▶ **What the task requires**
Rewrite all of the records below as a numbered list, dropping any blank lines.

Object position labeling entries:
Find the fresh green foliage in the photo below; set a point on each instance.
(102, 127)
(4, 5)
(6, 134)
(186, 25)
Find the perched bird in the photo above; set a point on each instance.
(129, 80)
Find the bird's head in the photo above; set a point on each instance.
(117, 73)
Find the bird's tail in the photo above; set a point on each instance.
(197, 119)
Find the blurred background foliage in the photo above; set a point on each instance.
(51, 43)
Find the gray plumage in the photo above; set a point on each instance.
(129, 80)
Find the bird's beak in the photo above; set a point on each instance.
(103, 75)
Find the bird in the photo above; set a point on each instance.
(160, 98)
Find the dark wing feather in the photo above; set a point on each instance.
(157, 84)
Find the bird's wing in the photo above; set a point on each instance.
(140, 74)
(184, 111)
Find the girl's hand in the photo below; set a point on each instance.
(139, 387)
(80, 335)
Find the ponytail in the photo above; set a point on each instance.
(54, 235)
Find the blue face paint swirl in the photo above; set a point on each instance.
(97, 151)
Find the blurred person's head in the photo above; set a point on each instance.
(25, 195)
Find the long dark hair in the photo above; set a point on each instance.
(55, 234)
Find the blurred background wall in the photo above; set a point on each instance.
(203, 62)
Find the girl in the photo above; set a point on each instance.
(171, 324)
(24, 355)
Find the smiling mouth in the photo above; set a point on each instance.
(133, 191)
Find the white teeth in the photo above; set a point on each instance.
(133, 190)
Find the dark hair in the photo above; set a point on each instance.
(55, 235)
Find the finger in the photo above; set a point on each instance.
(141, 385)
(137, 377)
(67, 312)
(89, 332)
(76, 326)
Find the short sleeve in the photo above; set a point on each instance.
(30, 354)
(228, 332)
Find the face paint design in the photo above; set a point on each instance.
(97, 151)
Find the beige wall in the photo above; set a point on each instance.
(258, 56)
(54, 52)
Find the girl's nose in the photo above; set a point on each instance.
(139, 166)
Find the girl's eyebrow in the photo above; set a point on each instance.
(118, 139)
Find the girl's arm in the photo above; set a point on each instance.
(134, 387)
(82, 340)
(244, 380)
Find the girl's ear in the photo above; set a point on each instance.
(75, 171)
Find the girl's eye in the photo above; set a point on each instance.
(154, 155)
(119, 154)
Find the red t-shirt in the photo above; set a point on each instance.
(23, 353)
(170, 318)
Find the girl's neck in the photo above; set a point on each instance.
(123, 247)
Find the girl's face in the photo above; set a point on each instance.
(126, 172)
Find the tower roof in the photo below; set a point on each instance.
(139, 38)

▶ **Answer to this task**
1. Find the fresh green foliage in the photo below; set a point on each instance.
2. (102, 127)
3. (4, 5)
4. (6, 134)
5. (186, 25)
6. Find the perched bird in the photo above; set a point on each instance.
7. (129, 80)
8. Find the bird's head in the photo above; set a point on each instance.
9. (117, 73)
10. Find the bird's tail in the photo above; set a point on each instance.
11. (197, 119)
12. Find the blurred background foliage in the photo above; set a point on each instance.
13. (51, 43)
14. Find the gray plumage in the photo above; set a point on each instance.
15. (129, 80)
16. Find the bird's beak in the photo above; set a point on each instance.
17. (103, 75)
18. Find the bird in the photo above; set a point on each instance.
19. (160, 98)
20. Find the dark wing feather in the photo above; set a point on each instance.
21. (157, 84)
22. Find the bird's wing in the photo above; set a point on each instance.
23. (140, 74)
24. (184, 111)
25. Find the girl's hand in the photo below; set a point on each instance.
26. (139, 387)
27. (80, 335)
28. Find the ponytail in the photo above; set a point on each instance.
29. (54, 235)
30. Find the blue face paint swirl in the photo above; set a point on each instance.
31. (97, 151)
32. Find the blurred person's head in the photo above; set a point on each instance.
33. (25, 195)
34. Find the long dark hair in the photo above; set a point on each instance.
35. (55, 234)
36. Find the blurred background wall in the photo above; set a point on each instance.
37. (203, 62)
38. Find the girl in the photo above; set a point on each instance.
39. (171, 324)
40. (24, 355)
41. Find the smiling mouth in the photo above; set a point on each instance.
42. (133, 191)
43. Find the white teeth in the photo above; set a point on each instance.
44. (133, 190)
45. Find the dark hair in the photo above; set a point on each instance.
46. (55, 235)
47. Find the finger in the photo above; set a point on each instance.
48. (141, 385)
49. (137, 377)
50. (67, 312)
51. (89, 332)
52. (76, 326)
53. Find the short sleeve in the photo above; set a point on each instance.
54. (30, 354)
55. (228, 332)
56. Find the face paint design in the photo above; set a point on each instance.
57. (97, 151)
58. Find the beige wall in the photo above; set a point on each instance.
59. (258, 56)
60. (54, 52)
61. Find the girl's nose in the photo above; set a point on each instance.
62. (139, 166)
63. Find the girl's eyebrow in the photo above; set a point on each instance.
64. (118, 139)
65. Find the girl's arm in the photo above; set a point on each instance.
66. (134, 387)
67. (82, 340)
68. (244, 380)
69. Find the girl's ear in the photo above; set a point on each instance.
70. (75, 171)
71. Find the girl's eye in the photo above; set a point on each instance.
72. (154, 155)
73. (119, 154)
74. Find the red t-shirt in the photo above; set a point on each instance.
75. (23, 353)
76. (170, 318)
77. Find the girl's neck in the photo above; set a point on each instance.
78. (123, 247)
79. Find the girl's face in the photo above; set a point on each instance.
80. (126, 172)
81. Find the tower roof in the photo below; set a point on each instance.
82. (139, 38)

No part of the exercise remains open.